-- PROBLEM TO SOLVE --
Retype all the data word for word.

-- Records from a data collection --

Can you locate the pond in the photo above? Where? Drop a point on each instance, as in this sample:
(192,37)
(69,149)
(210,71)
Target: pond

-- SOLUTION FOR THIS TASK --
Can you locate the pond in the photo above? Where? Drop a point on each instance, as in this sample:
(192,37)
(69,149)
(210,71)
Target: pond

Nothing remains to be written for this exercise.